Extract:
####

Cost recovery in the Unix world
Production isn't cheap. Who pays the bills? Here's how to determine (and deal with) your cost model
If you skipped those business courses to spend more time hacking, you may be in big trouble. Put on your green eyeshade and grab a pile of beans: it's time for accounting, Unix-style. (2,500 words)
f you want to stir the pot between mainframe and Unix cultures, broach the topic of cost recovery. Because of their huge initial cost and high maintenance, mainframes have long accounted, and charged, for the services they provide. Every job is tracked; every byte of disk space is accounted for; and reliable, mature billing systems exist to cut monthly invoices for every user on the system. Users can track their historical usage, budget for future use, and plan their computing expenses accordingly.
Unix, by and large, was built by people who believe that computing should be free to everyone. Because Unix systems were much cheaper, and users were often researchers instead of business people, cost recovery was often ignored. All the expenses for a system were often written off as a cost of doing business, or as part of a research project.
Things have changed, and now some high-end Unix systems like the Sun Enterprise 10000 carry starting price tags in the low seven figures. That's just for the processor, of course; add a terabyte or more of redundant disk storage and you've dropped another cool million or two, depending on the vendor. Don't forget backups: a nice DLT robotic tape array is a steal for $250,000. In short, Unix may be less costly than a mainframe, but it certainly isn't cheap.
If you've invested several million in a new Unix box, you'll need to think hard about recovering all that money. Because these big systems are often built to serve hundreds and thousands of users, it seems fair to divide the cost among the user base. People who use more pay more, just like in the old mainframe days. You only have two problems to solve: how much to charge, and how to keep track of usage.
Constructing a cost model
To determine your computing rates, you first need to figure out how much it costs to run your system. This includes not just the obvious things like the cost of hardware and annual service fees, but also the cost of all your administrators (including yourself), and more mundane things such as electricity, air conditioning, and network connectivity. When you add up all of these things for every system on your floor, you'll wind up with a cost model that determines how much it costs to run a system in your data center.
A cost model is best built using a divide-and-conquer strategy. Let's start with something easy, such as all the hardware. Suppose we've just bought a fabulous new Enterprise 10000, and to make things simple, we'll pay a nice round number for it: $2,000,000. That E10000 has a one-year warranty, so we won't pay any support fees for the first year. It'll get pricey after that, so let's assume we'll pay another $75,000 a year for support after the first year. Every company is different, but all equipment depreciates over time. Let's assume the server is a five-year asset, so we'll write off the capital investment at $400,000 a year for five years. As a baseline, then, that system will cost us $475,000 a year just to own.
What about software? Big machines like that usually run databases, which carry hefty licensing fees. Throw in some backup software, a job scheduler, some security tools, and a compiler or two, and you'll easily top $150,000 a year in licensing and support fees.

####

Work to do:
A - Write out the part of the article on Unix cost recovery between "Cost recovery in" and "Unix-style. (2,500 words)", inclusive.
B - Decide whether each statement below agrees with the article on Unix cost recovery. Answer yes or no for each, and quote the words from the article that settle it.
(i) Unix systems were much cheaper than mainframes.
(ii) The Enterprise 10000 in the example comes with a two-year warranty.
(iii) The example writes off the server's capital investment at $400,000 a year for five years.
C - In the article on Unix cost recovery, what yearly support fee does the example assume after the first year?

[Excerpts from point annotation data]
####

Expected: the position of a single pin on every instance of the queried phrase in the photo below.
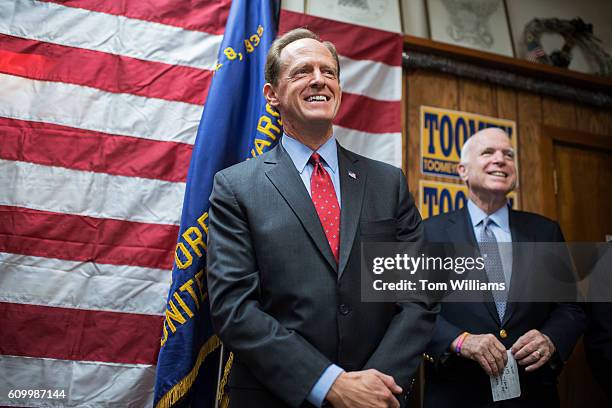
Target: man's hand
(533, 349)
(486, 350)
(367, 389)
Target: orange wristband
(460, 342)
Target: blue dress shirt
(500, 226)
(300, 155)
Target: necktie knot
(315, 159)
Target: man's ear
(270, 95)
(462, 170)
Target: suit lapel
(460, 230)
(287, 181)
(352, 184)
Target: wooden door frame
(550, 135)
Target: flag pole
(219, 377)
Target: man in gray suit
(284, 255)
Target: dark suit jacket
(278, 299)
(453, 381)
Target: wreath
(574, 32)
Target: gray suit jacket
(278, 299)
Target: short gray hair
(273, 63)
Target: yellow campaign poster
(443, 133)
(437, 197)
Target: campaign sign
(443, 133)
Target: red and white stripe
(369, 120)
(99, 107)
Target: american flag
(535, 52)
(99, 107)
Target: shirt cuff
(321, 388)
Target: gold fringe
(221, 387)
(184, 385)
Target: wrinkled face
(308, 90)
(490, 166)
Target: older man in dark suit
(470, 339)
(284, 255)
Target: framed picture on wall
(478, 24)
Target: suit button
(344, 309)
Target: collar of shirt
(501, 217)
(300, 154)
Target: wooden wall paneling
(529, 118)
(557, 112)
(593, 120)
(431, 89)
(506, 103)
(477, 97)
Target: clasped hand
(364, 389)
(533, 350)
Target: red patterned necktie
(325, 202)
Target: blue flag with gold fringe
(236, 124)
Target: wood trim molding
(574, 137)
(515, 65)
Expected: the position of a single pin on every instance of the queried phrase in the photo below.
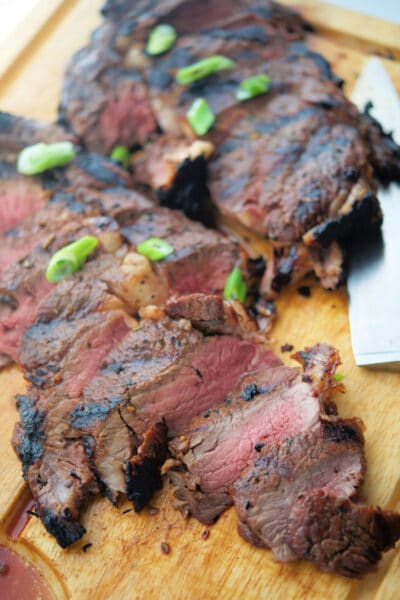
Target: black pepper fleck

####

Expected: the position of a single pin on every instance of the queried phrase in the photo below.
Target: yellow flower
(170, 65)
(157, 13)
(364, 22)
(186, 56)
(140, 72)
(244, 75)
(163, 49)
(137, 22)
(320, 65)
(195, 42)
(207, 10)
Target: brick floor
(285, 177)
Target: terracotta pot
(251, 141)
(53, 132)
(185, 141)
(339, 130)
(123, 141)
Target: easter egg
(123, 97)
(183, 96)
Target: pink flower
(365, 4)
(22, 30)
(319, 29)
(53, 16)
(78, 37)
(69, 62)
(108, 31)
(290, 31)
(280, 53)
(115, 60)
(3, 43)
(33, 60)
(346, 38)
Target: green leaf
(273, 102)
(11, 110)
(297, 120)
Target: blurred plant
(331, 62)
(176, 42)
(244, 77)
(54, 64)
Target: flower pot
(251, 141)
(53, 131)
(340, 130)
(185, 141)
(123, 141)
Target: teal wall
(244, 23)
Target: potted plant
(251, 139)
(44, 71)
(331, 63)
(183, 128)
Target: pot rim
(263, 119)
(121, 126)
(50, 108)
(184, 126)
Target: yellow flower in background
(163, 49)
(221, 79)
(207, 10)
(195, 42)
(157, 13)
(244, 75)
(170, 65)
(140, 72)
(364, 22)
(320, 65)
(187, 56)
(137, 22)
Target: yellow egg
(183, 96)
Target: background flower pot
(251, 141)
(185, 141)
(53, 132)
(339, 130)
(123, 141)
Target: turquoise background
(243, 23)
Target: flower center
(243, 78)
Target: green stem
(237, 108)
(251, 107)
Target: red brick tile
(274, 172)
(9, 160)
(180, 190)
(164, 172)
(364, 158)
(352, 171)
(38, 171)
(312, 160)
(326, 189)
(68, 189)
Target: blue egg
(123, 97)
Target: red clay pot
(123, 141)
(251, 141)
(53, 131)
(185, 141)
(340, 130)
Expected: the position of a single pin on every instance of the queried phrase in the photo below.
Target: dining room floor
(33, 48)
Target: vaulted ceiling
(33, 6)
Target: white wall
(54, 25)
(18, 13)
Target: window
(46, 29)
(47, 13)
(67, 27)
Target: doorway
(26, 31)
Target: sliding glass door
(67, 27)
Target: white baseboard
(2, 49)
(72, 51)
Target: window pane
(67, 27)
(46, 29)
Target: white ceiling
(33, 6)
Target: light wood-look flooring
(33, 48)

####

Exercise responses:
A -
Cost recovery in the Unix world
Production isn't cheap. Who pays the bills? Here's how to determine (and deal with) your cost model
If you skipped those business courses to spend more time hacking, you may be in big trouble. Put on your green eyeshade and grab a pile of beans: it's time for accounting, Unix-style. (2,500 words)

B -
(i) Yes: "Because Unix systems were much cheaper"
(ii) No: "That E10000 has a one-year warranty"
(iii) Yes: "we'll write off the capital investment at $400,000 a year for five years"

C - $75,000 a year.